Brief
Reproduce all of the data that follows, character for character.

[Stored records]
━━━━━━━━━━━━━━━━━━━━━━━━━━━━━━

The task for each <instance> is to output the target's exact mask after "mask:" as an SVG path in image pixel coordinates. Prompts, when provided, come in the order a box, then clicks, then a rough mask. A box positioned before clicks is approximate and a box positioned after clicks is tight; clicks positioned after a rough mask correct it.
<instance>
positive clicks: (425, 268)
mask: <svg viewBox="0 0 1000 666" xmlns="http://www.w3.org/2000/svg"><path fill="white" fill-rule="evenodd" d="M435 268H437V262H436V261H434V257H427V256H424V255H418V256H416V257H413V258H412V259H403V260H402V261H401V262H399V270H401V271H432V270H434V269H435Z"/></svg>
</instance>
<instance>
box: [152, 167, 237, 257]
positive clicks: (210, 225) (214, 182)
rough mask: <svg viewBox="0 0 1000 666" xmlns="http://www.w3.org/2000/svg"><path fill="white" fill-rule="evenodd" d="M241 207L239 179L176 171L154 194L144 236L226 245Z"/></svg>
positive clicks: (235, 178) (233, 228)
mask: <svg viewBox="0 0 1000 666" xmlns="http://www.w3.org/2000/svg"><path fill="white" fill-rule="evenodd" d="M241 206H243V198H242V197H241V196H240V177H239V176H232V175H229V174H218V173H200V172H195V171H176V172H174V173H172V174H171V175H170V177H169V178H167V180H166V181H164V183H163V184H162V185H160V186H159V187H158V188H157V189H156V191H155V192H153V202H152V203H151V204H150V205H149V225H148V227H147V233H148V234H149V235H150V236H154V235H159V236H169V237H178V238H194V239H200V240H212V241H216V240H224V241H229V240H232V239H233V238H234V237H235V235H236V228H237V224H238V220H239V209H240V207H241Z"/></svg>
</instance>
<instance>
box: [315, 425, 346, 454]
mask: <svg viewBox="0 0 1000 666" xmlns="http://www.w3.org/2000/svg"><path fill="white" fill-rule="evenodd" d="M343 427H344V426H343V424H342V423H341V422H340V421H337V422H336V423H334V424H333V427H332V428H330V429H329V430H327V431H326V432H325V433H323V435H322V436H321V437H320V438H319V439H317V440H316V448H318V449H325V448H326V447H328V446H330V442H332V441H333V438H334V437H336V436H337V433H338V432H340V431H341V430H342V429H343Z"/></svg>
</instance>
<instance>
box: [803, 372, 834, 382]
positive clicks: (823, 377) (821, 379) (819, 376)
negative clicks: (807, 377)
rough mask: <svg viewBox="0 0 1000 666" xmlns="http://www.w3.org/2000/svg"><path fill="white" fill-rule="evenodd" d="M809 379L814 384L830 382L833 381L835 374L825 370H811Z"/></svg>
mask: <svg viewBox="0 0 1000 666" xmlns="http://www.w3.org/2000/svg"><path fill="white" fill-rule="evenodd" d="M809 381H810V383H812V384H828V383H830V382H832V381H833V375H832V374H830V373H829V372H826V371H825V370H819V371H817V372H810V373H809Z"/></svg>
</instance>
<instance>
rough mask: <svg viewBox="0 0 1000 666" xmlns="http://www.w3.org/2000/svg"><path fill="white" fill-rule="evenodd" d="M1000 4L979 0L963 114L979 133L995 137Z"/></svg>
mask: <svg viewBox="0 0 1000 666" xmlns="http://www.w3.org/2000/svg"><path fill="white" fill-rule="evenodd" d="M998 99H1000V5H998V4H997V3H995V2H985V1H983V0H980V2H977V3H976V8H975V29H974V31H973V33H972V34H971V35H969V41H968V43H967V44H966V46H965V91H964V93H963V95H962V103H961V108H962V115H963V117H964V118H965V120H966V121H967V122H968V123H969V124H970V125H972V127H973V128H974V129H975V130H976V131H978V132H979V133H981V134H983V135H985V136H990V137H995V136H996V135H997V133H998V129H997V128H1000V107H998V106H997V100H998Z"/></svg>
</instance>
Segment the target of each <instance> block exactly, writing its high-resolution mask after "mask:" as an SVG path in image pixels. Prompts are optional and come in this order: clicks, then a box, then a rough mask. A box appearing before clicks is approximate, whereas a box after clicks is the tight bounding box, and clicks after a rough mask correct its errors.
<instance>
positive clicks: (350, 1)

━━━━━━━━━━━━━━━━━━━━━━━━━━━━━━

Answer to this problem
The task for each <instance> is to output the target's exact mask after "mask:" as an SVG path in image pixel coordinates. Prompts, when provided, come in the order a box, then clicks, then a rough mask. A box positioned before clicks is approximate and a box positioned after clicks is tight; clicks positioned after a rough mask correct it.
<instance>
positive clicks: (425, 268)
mask: <svg viewBox="0 0 1000 666" xmlns="http://www.w3.org/2000/svg"><path fill="white" fill-rule="evenodd" d="M435 268H437V262H436V261H434V257H427V256H424V255H418V256H416V257H413V258H412V259H403V260H402V261H401V262H399V270H401V271H432V270H434V269H435Z"/></svg>
</instance>
<instance>
box: [152, 167, 237, 257]
positive clicks: (210, 225) (214, 182)
rough mask: <svg viewBox="0 0 1000 666" xmlns="http://www.w3.org/2000/svg"><path fill="white" fill-rule="evenodd" d="M241 207L239 179L176 171L154 194L144 236L226 245Z"/></svg>
positive clicks: (235, 178) (233, 228)
mask: <svg viewBox="0 0 1000 666" xmlns="http://www.w3.org/2000/svg"><path fill="white" fill-rule="evenodd" d="M241 206H243V198H242V197H241V196H240V177H239V176H232V175H229V174H218V173H200V172H195V171H176V172H174V173H172V174H171V175H170V177H169V178H167V180H166V181H164V183H163V184H162V185H160V186H159V187H158V188H157V189H156V191H155V192H153V202H152V203H151V204H150V205H149V225H148V227H147V233H148V234H149V235H150V236H154V235H159V236H169V237H178V238H194V239H200V240H212V241H216V240H224V241H229V240H232V239H233V238H234V237H235V235H236V228H237V224H238V220H239V209H240V207H241Z"/></svg>
</instance>
<instance>
box: [315, 425, 346, 454]
mask: <svg viewBox="0 0 1000 666" xmlns="http://www.w3.org/2000/svg"><path fill="white" fill-rule="evenodd" d="M343 427H344V426H343V424H342V423H341V422H340V421H337V422H336V423H334V424H333V427H332V428H330V429H329V430H327V431H326V432H325V433H323V435H322V436H321V437H320V438H319V439H317V440H316V448H318V449H325V448H326V447H328V446H330V442H332V441H333V438H334V437H336V436H337V433H338V432H340V431H341V430H342V429H343Z"/></svg>
</instance>
<instance>
box: [803, 372, 834, 382]
positive clicks: (823, 377) (821, 379) (819, 376)
negative clicks: (807, 377)
rough mask: <svg viewBox="0 0 1000 666" xmlns="http://www.w3.org/2000/svg"><path fill="white" fill-rule="evenodd" d="M809 379L814 384L830 382L833 381L835 374L825 370H811Z"/></svg>
mask: <svg viewBox="0 0 1000 666" xmlns="http://www.w3.org/2000/svg"><path fill="white" fill-rule="evenodd" d="M809 381H810V383H812V384H828V383H830V382H832V381H833V375H832V374H830V373H829V372H826V371H825V370H819V371H817V372H810V373H809Z"/></svg>
</instance>
<instance>
rough mask: <svg viewBox="0 0 1000 666" xmlns="http://www.w3.org/2000/svg"><path fill="white" fill-rule="evenodd" d="M1000 4L979 0L963 114L979 133L995 137Z"/></svg>
mask: <svg viewBox="0 0 1000 666" xmlns="http://www.w3.org/2000/svg"><path fill="white" fill-rule="evenodd" d="M998 99H1000V5H998V4H997V3H995V2H985V1H983V0H980V2H977V3H976V8H975V29H974V31H973V33H972V34H971V35H969V41H968V43H967V44H966V46H965V91H964V93H963V95H962V103H961V108H962V115H963V117H964V118H965V120H966V121H967V122H968V123H969V124H970V125H972V127H973V128H974V129H975V130H976V131H978V132H979V133H981V134H983V135H985V136H990V137H995V136H996V135H997V133H998V129H997V128H1000V107H998V106H997V100H998Z"/></svg>
</instance>
Segment the target of each <instance> block exactly, writing its high-resolution mask after "mask:" as an SVG path in image pixels. Prompts are optional and come in this order: clicks, then a box, then a rough mask. A box appearing before clicks is approximate, whereas a box after clicks is the tight bounding box, and clicks after a rough mask correct its errors.
<instance>
positive clicks: (350, 1)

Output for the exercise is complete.